▶ EXERCISE OBJECTIVE:
The lines to be copied run from the one containing "heron's wing, put" to the end of the material below; reproduce them exactly, including both ends, and nothing more.

▶ INPUT ROWS:

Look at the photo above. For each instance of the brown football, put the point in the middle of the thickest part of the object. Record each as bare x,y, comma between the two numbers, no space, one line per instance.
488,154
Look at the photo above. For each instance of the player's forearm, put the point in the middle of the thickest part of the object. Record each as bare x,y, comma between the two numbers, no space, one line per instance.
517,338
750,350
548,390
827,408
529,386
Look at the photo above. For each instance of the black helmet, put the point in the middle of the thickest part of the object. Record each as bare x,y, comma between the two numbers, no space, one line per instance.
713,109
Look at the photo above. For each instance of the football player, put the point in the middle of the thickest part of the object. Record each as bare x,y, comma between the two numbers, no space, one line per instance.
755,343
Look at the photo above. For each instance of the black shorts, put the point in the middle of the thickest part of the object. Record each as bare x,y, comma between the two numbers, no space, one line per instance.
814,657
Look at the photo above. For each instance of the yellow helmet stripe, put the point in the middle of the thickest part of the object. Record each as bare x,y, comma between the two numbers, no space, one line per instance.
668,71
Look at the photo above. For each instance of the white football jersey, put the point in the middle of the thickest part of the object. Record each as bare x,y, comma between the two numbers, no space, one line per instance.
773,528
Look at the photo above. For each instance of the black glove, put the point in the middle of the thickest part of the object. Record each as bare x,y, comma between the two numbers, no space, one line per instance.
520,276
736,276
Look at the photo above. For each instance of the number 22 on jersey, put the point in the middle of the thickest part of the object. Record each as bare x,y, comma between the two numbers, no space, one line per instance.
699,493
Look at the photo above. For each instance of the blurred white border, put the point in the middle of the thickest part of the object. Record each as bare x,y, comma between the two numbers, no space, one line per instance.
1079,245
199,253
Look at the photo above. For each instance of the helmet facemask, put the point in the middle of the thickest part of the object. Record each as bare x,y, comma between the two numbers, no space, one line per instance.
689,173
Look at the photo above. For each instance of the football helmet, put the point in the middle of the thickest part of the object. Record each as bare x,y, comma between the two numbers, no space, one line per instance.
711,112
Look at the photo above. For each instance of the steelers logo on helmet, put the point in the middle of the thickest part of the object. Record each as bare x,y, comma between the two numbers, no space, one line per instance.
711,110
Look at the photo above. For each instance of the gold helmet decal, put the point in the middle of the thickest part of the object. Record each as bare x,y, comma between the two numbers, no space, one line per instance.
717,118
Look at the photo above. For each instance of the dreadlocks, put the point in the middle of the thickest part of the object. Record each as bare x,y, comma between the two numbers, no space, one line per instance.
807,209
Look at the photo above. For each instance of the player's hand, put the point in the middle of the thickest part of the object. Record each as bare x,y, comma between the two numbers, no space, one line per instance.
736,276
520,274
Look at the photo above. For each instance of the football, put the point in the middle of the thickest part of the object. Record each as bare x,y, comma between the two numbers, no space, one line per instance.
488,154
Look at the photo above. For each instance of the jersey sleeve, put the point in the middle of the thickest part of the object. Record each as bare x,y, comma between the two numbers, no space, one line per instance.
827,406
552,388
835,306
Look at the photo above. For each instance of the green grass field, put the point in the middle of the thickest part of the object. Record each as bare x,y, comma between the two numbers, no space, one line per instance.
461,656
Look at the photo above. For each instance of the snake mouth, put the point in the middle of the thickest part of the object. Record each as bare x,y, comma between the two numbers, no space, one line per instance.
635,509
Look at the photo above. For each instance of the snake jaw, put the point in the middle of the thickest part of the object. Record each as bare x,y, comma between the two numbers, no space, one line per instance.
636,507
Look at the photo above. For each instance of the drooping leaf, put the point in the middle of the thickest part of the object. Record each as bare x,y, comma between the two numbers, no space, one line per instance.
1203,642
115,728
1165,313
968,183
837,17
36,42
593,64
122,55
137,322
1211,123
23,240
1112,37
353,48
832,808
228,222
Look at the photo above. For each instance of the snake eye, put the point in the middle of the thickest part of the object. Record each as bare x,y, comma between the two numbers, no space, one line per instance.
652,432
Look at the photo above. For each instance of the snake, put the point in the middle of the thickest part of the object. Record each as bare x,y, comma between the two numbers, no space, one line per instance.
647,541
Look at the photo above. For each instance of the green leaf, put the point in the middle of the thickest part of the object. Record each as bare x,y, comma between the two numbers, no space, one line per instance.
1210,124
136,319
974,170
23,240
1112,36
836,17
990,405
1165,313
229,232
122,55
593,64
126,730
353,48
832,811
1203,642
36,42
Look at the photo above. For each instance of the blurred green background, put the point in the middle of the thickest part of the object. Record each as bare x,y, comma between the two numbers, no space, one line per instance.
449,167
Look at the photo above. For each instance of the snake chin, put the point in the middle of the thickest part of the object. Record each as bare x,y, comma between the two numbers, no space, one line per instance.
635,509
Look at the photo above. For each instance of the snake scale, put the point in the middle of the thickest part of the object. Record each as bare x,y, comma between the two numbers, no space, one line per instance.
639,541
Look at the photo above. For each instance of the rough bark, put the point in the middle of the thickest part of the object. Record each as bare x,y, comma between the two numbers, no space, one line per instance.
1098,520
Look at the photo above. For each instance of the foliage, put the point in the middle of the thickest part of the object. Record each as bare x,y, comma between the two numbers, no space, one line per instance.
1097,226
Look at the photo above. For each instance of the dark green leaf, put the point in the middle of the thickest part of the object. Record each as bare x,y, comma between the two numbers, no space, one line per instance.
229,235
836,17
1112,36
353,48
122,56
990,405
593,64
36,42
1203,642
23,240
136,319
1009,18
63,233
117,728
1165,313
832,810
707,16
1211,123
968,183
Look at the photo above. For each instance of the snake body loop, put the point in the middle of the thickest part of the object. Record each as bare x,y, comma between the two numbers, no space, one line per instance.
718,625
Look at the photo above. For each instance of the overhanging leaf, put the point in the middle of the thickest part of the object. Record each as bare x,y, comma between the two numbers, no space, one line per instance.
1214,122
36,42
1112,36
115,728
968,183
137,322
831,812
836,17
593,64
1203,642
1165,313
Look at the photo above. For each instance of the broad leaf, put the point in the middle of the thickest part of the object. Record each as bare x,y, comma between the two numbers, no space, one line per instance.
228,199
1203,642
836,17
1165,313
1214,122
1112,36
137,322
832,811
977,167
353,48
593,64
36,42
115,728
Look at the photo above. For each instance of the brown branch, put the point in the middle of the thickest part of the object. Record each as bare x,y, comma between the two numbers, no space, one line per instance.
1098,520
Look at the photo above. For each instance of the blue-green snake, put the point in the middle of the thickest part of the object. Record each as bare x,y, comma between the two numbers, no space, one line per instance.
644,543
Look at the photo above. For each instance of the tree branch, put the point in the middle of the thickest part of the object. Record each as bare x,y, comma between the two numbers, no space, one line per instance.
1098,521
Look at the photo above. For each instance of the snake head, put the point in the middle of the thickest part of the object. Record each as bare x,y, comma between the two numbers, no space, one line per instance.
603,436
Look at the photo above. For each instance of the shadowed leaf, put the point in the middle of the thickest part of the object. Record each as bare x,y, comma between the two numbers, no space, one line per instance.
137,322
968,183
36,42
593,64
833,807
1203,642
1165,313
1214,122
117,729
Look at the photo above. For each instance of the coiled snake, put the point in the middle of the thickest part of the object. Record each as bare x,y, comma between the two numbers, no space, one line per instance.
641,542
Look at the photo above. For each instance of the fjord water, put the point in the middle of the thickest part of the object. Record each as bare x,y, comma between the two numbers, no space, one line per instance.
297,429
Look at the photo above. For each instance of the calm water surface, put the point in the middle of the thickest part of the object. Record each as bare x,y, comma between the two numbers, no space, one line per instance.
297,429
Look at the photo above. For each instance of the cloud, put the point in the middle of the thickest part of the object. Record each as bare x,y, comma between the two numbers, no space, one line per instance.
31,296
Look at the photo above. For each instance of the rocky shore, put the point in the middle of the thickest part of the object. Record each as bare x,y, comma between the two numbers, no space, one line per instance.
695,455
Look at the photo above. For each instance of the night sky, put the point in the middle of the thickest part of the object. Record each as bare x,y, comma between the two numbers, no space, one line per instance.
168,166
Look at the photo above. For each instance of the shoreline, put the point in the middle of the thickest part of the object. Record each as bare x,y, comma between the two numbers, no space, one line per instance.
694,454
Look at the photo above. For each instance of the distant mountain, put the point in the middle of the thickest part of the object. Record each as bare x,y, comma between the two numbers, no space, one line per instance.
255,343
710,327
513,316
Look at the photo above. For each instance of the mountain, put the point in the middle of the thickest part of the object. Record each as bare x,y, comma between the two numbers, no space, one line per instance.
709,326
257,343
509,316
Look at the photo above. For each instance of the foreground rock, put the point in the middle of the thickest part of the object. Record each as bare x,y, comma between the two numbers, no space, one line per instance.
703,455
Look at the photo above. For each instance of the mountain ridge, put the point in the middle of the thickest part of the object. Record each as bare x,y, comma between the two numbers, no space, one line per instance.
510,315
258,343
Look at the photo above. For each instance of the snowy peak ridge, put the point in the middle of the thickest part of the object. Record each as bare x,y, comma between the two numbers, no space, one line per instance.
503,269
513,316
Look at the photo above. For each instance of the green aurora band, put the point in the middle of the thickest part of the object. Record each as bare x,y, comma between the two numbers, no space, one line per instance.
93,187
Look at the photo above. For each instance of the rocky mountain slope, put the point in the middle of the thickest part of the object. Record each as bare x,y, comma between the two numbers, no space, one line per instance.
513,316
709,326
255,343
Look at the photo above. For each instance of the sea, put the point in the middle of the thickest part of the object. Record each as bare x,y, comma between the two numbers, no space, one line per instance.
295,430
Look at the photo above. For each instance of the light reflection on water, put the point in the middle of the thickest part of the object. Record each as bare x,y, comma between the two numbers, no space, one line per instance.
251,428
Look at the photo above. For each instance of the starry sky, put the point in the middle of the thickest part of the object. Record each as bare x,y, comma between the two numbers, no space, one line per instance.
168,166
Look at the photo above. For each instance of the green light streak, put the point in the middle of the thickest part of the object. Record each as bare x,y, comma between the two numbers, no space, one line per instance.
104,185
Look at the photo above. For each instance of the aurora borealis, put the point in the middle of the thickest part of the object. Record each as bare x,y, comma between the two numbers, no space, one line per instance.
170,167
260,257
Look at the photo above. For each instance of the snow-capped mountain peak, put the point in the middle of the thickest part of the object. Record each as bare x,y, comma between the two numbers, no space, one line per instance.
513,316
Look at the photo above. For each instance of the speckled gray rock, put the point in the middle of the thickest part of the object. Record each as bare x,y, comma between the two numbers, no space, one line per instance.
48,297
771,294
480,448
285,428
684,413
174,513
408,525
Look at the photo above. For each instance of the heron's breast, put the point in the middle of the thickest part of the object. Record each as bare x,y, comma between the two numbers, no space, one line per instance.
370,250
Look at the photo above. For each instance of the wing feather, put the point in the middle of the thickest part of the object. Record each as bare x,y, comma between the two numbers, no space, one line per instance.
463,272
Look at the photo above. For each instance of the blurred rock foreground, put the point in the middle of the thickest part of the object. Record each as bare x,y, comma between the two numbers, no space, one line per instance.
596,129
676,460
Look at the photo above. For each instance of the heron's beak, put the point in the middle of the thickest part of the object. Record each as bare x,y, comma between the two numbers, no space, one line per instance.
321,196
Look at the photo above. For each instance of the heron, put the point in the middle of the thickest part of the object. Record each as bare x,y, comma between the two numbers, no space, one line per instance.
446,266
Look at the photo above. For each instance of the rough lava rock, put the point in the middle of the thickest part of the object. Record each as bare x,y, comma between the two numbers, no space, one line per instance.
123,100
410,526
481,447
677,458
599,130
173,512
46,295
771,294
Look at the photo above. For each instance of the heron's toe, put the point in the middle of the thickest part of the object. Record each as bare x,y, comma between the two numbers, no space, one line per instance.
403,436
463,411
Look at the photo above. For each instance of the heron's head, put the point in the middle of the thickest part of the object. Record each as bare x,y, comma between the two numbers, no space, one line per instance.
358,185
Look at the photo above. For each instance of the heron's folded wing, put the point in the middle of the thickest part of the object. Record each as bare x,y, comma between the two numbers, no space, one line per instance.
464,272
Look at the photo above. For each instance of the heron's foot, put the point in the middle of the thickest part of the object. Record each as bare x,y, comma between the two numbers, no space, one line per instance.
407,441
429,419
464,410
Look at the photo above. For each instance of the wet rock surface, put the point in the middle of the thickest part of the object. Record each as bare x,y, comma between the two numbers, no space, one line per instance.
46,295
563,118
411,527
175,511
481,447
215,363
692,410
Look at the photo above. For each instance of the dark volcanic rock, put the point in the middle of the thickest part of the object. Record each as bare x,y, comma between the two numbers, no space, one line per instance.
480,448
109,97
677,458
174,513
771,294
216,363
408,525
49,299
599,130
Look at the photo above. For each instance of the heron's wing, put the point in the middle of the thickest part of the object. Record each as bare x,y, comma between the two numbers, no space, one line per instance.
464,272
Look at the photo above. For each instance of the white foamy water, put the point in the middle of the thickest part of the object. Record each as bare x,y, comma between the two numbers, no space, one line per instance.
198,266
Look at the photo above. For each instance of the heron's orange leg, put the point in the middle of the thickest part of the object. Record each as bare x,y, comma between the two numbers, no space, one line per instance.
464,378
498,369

▶ EXERCISE SOLUTION:
Look at the photo above. For each instance of the heron's wing, put the point in the middle of the thickest part of the object. Record each as bare x,y, comma between the two numbers, no space, one line per instance.
464,272
Look at the photo above. For each instance of the white foamy water, put the point in the middle of the thickest part of the object. Record each as bare x,y, comma between the two numbers, no space, one line per instance.
198,266
Look at the photo above. For each instance of the heron's orange leg, put the point in the middle of the thickest part of the object. Record each as bare x,y, comma between the two numbers, no space, one line per instance.
464,378
498,369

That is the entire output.